Task inputs:

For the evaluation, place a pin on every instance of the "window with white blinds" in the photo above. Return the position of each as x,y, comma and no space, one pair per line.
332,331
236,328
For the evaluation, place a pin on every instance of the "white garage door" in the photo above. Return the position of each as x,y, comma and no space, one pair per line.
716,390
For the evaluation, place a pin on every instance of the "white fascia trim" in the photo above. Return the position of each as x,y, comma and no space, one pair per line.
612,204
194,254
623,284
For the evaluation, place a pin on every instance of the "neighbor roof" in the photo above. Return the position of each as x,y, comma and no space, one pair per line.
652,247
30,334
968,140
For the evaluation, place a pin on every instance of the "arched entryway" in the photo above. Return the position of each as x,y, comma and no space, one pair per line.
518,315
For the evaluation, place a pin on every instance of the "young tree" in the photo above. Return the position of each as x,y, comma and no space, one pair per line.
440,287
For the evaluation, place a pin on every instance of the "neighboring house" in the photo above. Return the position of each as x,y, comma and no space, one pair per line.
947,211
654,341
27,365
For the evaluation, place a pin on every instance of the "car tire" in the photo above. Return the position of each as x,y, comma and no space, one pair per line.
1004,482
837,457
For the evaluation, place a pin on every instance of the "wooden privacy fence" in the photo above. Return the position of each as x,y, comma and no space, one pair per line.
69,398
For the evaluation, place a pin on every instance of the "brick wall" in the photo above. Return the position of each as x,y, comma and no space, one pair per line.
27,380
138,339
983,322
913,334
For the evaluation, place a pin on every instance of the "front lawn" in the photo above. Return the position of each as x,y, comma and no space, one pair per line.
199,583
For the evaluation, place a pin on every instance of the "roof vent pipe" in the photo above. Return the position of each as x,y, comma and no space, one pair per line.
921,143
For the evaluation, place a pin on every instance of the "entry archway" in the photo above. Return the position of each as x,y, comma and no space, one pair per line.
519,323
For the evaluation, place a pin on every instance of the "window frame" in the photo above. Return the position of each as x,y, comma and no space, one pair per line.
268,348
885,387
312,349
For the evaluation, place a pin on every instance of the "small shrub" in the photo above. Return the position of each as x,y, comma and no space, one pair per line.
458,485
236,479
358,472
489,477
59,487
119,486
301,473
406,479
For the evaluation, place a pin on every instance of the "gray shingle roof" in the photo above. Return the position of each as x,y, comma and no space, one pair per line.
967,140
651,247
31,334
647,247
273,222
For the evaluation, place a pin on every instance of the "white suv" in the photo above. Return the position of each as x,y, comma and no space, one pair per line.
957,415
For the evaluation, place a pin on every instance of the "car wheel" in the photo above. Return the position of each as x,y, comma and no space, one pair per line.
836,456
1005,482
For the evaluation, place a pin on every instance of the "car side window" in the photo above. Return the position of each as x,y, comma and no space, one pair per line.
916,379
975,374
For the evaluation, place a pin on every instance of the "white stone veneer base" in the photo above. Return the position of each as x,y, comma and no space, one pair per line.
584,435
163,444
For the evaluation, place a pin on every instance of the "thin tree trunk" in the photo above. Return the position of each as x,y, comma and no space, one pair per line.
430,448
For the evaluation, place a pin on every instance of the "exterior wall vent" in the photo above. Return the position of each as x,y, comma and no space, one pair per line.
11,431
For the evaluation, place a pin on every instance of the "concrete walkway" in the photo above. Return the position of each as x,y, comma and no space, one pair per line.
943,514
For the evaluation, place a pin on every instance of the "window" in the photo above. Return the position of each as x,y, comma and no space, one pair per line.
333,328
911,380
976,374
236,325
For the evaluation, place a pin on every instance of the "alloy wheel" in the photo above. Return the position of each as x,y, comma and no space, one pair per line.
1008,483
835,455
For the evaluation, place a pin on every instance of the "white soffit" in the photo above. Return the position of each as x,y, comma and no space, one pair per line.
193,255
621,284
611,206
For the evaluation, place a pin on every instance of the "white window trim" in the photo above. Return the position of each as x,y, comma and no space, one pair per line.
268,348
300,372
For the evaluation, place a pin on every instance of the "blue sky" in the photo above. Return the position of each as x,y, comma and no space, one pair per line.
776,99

Exercise instructions: Count the lines above that contain the word "tree". Reply with the number alone.

Response to this exercise: 2